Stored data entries
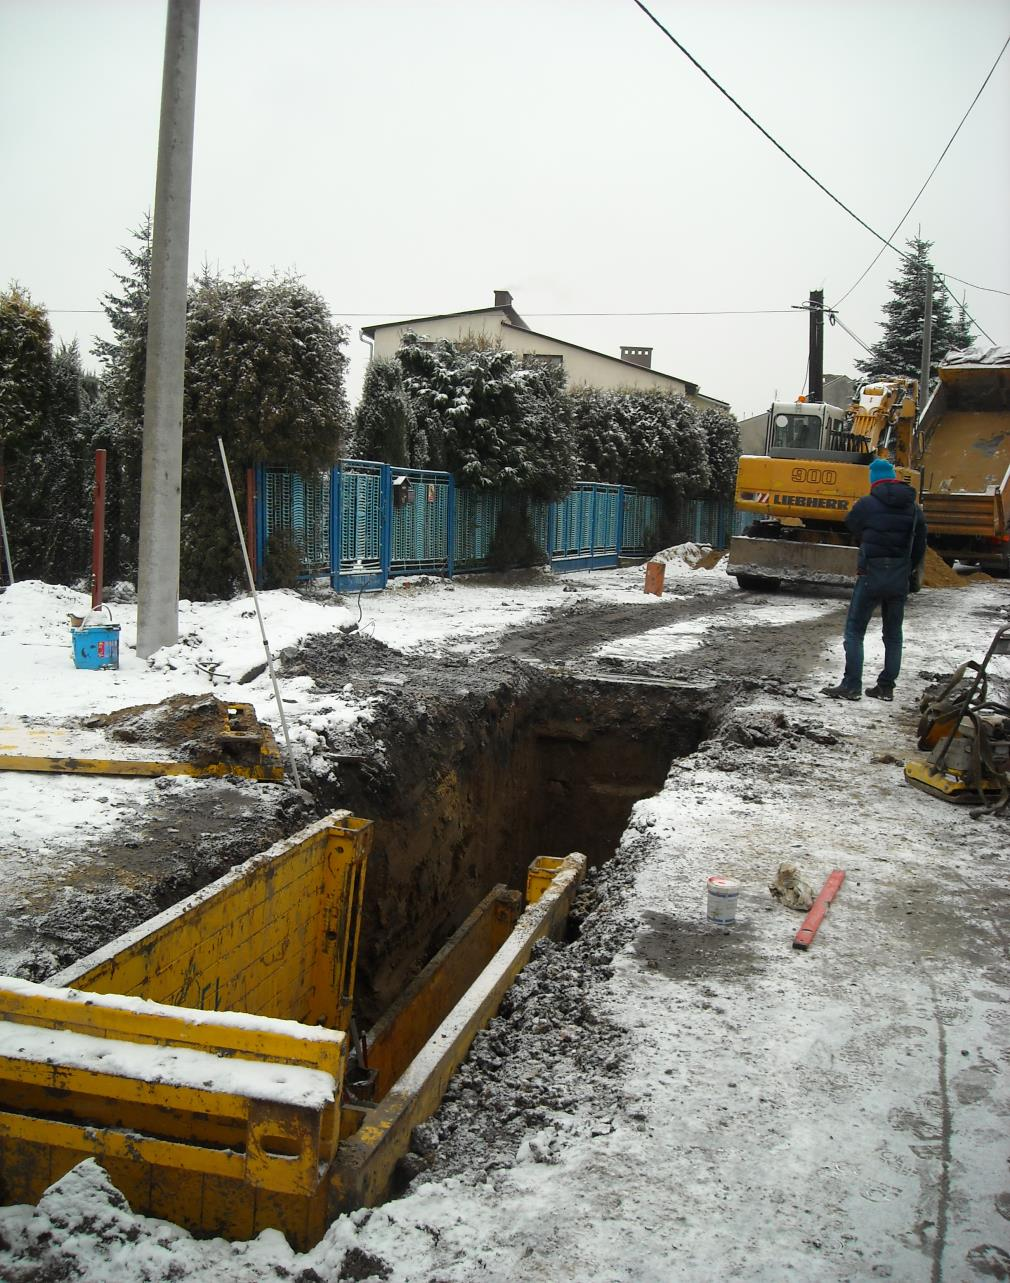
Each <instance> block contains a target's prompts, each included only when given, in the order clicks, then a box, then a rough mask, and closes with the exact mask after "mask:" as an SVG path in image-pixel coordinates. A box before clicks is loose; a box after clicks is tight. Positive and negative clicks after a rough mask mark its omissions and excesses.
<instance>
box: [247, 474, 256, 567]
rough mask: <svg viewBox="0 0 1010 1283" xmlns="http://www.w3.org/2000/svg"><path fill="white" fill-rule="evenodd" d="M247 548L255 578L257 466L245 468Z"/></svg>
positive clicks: (247, 550) (249, 558)
mask: <svg viewBox="0 0 1010 1283" xmlns="http://www.w3.org/2000/svg"><path fill="white" fill-rule="evenodd" d="M245 550H246V552H248V553H249V565H250V566H252V568H253V579H255V572H257V565H255V468H246V470H245Z"/></svg>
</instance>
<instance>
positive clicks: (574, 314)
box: [46, 308, 792, 321]
mask: <svg viewBox="0 0 1010 1283" xmlns="http://www.w3.org/2000/svg"><path fill="white" fill-rule="evenodd" d="M404 310H407V309H406V308H386V309H385V310H384V309H380V308H373V309H372V310H371V312H334V316H335V317H347V318H348V319H355V321H357V319H361V318H362V317H376V316H384V314H389V313H390V312H393V313H394V316H395V314H397V313H398V312H404ZM791 310H792V308H744V309H738V308H729V309H724V310H710V312H524V314H525V316H527V317H764V316H778V314H779V313H783V312H791ZM46 312H47V313H49V314H50V316H56V314H59V316H85V314H89V316H101V314H104V308H46ZM415 314H416V316H417V318H418V319H425V316H439V314H440V313H438V312H432V313H421V312H417V310H416V312H415Z"/></svg>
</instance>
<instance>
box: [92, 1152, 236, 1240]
mask: <svg viewBox="0 0 1010 1283" xmlns="http://www.w3.org/2000/svg"><path fill="white" fill-rule="evenodd" d="M109 1175H112V1169H109ZM117 1185H118V1182H117ZM119 1188H121V1189H122V1188H123V1187H122V1185H119ZM127 1197H128V1196H127ZM255 1197H257V1191H253V1189H249V1188H248V1187H246V1185H244V1184H241V1182H239V1180H228V1179H226V1178H222V1177H214V1175H209V1174H208V1175H204V1177H203V1202H201V1205H200V1215H199V1220H196V1221H195V1223H182V1221H178V1216H169V1218H168V1219H169V1220H175V1221H177V1223H180V1224H186V1228H187V1229H191V1230H195V1232H198V1233H203V1234H217V1236H223V1237H225V1238H243V1239H245V1238H253V1237H254V1236H255V1233H257V1230H255V1229H254V1228H253V1227H254V1223H255V1221H254V1209H255ZM131 1206H135V1207H137V1210H140V1207H139V1206H137V1205H136V1203H133V1202H132V1200H131Z"/></svg>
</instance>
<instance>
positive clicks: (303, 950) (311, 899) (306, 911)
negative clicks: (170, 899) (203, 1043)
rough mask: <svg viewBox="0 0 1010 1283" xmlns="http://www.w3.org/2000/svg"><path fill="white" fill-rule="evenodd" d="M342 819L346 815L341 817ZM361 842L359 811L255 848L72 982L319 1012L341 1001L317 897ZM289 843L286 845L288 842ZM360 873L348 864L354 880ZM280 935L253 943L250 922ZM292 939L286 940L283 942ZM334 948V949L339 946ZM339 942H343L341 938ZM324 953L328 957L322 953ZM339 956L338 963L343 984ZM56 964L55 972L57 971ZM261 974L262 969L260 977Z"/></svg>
mask: <svg viewBox="0 0 1010 1283" xmlns="http://www.w3.org/2000/svg"><path fill="white" fill-rule="evenodd" d="M347 819H348V820H352V819H353V817H347ZM370 844H371V825H370V822H368V821H357V820H355V821H354V824H353V825H350V826H344V825H340V824H336V825H334V824H329V825H322V826H320V829H318V831H317V833H316V834H314V835H312V837H309V838H308V839H305V840H303V842H300V843H298V844H295V843H281V844H278V845H277V847H276V848H273V854H272V856H271V858H270V860H261V858H257V860H254V861H252V862H250V866H244V869H243V871H241V872H236V871H232V874H231V875H226V876H225V878H223V879H221V880H219V881H218V883H216V884H214V885H213V887H212V888H208V889H207V890H205V892H201V893H198V896H196V897H190V899H189V901H186V902H184V903H182V905H181V906H177V908H176V910H173V911H171V912H169V913H168V915H162V919H160V920H159V921H160V925H158V926H157V928H155V930H153V931H151V933H150V934H148V935H145V937H144V938H142V939H139V940H137V942H136V943H135V944H132V946H130V947H127V948H126V949H122V951H121V952H119V953H118V955H116V956H113V957H105V958H103V960H101V961H100V962H96V964H95V965H94V966H91V967H87V965H86V961H85V964H82V965H81V966H78V969H77V971H78V974H77V975H74V976H73V980H72V983H73V984H74V985H78V987H81V988H89V989H95V990H98V992H119V993H123V992H126V993H135V994H142V996H144V997H150V998H154V999H155V1001H160V1002H171V1003H175V1005H178V1006H185V1005H191V1006H203V1007H212V1008H213V1007H227V1008H232V1010H245V1011H252V1012H254V1014H258V1015H277V1016H281V1015H282V1016H290V1015H293V1014H303V1012H304V1014H305V1015H307V1017H308V1019H309V1020H313V1021H317V1020H325V1021H326V1023H330V1021H329V1017H330V1015H331V1014H332V1015H338V1014H341V1012H345V1010H347V1006H348V1005H347V1002H345V1001H344V999H340V998H338V997H335V996H334V994H332V989H331V987H330V985H327V984H323V980H325V975H323V974H322V973H321V971H320V966H321V961H322V960H321V955H322V953H326V952H327V949H329V948H331V944H330V942H327V940H326V939H325V935H326V930H327V925H329V922H327V920H326V919H325V917H323V916H321V913H320V908H321V906H325V905H329V903H331V899H332V894H331V890H330V885H331V879H332V878H334V876H335V875H334V872H332V871H331V866H334V867H336V870H338V874H336V876H345V870H347V866H349V865H350V866H361V865H362V862H363V860H364V857H366V854H367V849H368V847H370ZM295 845H298V847H299V849H298V851H295V849H294V847H295ZM359 883H361V874H358V884H359ZM359 890H361V888H359V885H358V887H357V890H355V907H354V911H353V912H350V913H349V916H348V917H347V922H345V925H344V928H343V930H341V937H343V939H344V940H345V942H347V940H350V942H352V943H353V946H354V948H357V935H358V930H359V919H361V894H359ZM261 926H263V928H264V929H266V928H267V926H268V929H270V930H271V931H272V933H273V935H272V937H271V938H272V939H275V938H276V939H277V940H286V942H287V946H289V947H287V951H286V953H285V955H284V956H282V957H281V956H276V955H273V953H272V952H268V951H264V949H263V942H262V940H259V939H257V938H255V937H257V929H258V928H261ZM293 944H294V946H295V947H294V948H293V947H291V946H293ZM339 944H340V942H339V940H338V957H343V955H341V953H340V949H339ZM345 947H347V946H345ZM327 956H330V964H329V965H330V966H331V964H332V955H327ZM347 975H348V965H344V966H343V967H341V984H343V988H344V992H345V993H347V988H348V981H347ZM65 978H67V973H64V974H63V975H62V976H60V978H59V979H62V980H63V979H65ZM268 978H270V979H268Z"/></svg>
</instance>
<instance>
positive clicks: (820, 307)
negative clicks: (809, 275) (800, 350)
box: [807, 290, 824, 402]
mask: <svg viewBox="0 0 1010 1283" xmlns="http://www.w3.org/2000/svg"><path fill="white" fill-rule="evenodd" d="M807 400H811V402H823V400H824V290H811V291H810V380H809V387H807Z"/></svg>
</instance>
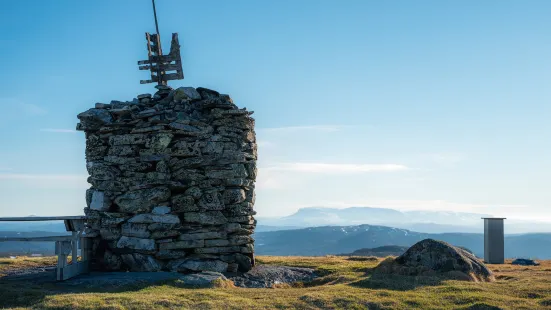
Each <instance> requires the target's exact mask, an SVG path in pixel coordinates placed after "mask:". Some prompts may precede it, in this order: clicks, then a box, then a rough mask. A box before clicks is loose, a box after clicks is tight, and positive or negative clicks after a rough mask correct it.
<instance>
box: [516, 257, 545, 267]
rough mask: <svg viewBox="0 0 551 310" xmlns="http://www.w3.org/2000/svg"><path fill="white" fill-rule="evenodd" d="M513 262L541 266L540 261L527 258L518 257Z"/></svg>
mask: <svg viewBox="0 0 551 310" xmlns="http://www.w3.org/2000/svg"><path fill="white" fill-rule="evenodd" d="M511 264H513V265H521V266H539V264H540V263H538V262H536V261H535V260H531V259H527V258H517V259H515V260H514V261H513V262H512V263H511Z"/></svg>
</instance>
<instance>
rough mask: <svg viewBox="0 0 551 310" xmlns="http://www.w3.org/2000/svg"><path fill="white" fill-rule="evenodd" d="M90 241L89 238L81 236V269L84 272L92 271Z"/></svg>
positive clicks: (90, 243)
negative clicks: (90, 268)
mask: <svg viewBox="0 0 551 310" xmlns="http://www.w3.org/2000/svg"><path fill="white" fill-rule="evenodd" d="M90 241H91V240H90V239H88V238H80V263H81V264H82V268H81V271H82V272H83V273H89V272H90V261H89V260H90V246H91V242H90Z"/></svg>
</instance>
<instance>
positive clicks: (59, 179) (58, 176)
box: [0, 173, 87, 181]
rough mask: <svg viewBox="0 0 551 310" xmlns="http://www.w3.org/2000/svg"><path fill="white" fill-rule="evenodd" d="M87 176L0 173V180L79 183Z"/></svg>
mask: <svg viewBox="0 0 551 310" xmlns="http://www.w3.org/2000/svg"><path fill="white" fill-rule="evenodd" d="M86 178H87V176H85V175H80V174H22V173H0V180H31V181H32V180H35V181H79V180H86Z"/></svg>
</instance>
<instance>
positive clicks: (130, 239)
mask: <svg viewBox="0 0 551 310" xmlns="http://www.w3.org/2000/svg"><path fill="white" fill-rule="evenodd" d="M117 248H119V249H132V250H144V251H155V240H153V239H142V238H134V237H126V236H122V237H121V238H120V239H119V241H118V242H117Z"/></svg>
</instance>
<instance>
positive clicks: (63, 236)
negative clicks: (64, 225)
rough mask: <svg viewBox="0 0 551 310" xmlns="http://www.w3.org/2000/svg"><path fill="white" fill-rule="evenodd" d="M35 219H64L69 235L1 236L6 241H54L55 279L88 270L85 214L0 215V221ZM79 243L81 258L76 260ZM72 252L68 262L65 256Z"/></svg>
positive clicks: (86, 270) (24, 220) (65, 256)
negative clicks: (16, 215)
mask: <svg viewBox="0 0 551 310" xmlns="http://www.w3.org/2000/svg"><path fill="white" fill-rule="evenodd" d="M36 221H64V222H65V230H66V231H70V232H71V233H72V235H71V236H46V237H30V238H25V237H22V238H1V237H0V242H6V241H54V242H55V253H56V255H57V267H56V271H57V280H58V281H63V280H67V279H69V278H72V277H74V276H77V275H79V274H82V273H87V272H88V268H89V266H88V263H89V262H88V258H89V243H88V239H86V238H85V236H83V235H82V234H83V232H84V223H85V222H86V217H85V216H49V217H38V216H31V217H0V222H36ZM79 245H80V249H81V259H80V261H78V248H79ZM69 254H72V260H71V263H70V264H69V263H68V262H67V257H68V256H69Z"/></svg>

### Task directions
Locate each line in the rows above that contains the string "placed" and copy those lines out in full. Match case exactly.

### Task output
Each <instance> requires the target's exact mask, an SVG path in pixel coordinates placed after "mask:". Some prompts may precede it, in this order: clicks, then a box, then a rough mask. A box before clicks is loose, a box after clicks is tight, and positive or negative clicks after a rough mask correct it.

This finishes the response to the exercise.